Apply what you read.
1 – Which licensed professions does the writer of the column on treating trauma with self-love say she does not hold?
2 – Reproduce the stretch of the column on treating trauma with self-love from "As a continuation" through "drove me lower.", word for word.
3 – In the column on treating trauma with self-love, for how long was the writer stewing in her own sweat and filth?

Text section.
........
Treating trauma with self-love

 

By Debbie Ali

As a continuation of my last column on treating trauma from the standpoint of boosting self esteem, I would like to emphasize that I am not a licensed Therapist, Psychologist or Psychiatrist. 

If you wish to fully love yourself, understand what that means and pull yourself out of the endless ditches you seem to keep falling into, then you must confront your own ‘self-hate’.  You must listen to all of the terrible things you say to yourself and understand that your focus is twisted. Later on in my life I came to realize that this internalization of unhealthy thought patterns only drove me lower.

To put it simply, while stewing in my own sweat and filth for two weeks, there was more than sufficient time to analyze every aspect of my life and find all of the reasons I deserved being abducted, raped and tortured.  Upon finding both good and bad evidence I realized that I harped more on all of the negatives of my life rather than the good.
........
Region pointing data
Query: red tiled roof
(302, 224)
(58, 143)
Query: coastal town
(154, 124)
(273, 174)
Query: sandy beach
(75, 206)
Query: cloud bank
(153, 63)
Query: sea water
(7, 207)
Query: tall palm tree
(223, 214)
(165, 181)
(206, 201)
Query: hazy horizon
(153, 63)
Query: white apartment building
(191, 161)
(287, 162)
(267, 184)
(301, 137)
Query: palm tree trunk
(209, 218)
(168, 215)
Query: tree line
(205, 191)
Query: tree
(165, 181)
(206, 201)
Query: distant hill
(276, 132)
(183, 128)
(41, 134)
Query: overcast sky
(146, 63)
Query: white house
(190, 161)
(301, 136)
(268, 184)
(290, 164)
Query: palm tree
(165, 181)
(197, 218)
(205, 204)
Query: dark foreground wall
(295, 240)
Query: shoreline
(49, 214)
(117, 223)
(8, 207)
........
Task-by-task solutions.
1 – Therapist, Psychologist, Psychiatrist

2 –
As a continuation of my last column on treating trauma from the standpoint of boosting self esteem, I would like to emphasize that I am not a licensed Therapist, Psychologist or Psychiatrist. 

If you wish to fully love yourself, understand what that means and pull yourself out of the endless ditches you seem to keep falling into, then you must confront your own ‘self-hate’.  You must listen to all of the terrible things you say to yourself and understand that your focus is twisted. Later on in my life I came to realize that this internalization of unhealthy thought patterns only drove me lower.

3 – Two weeks.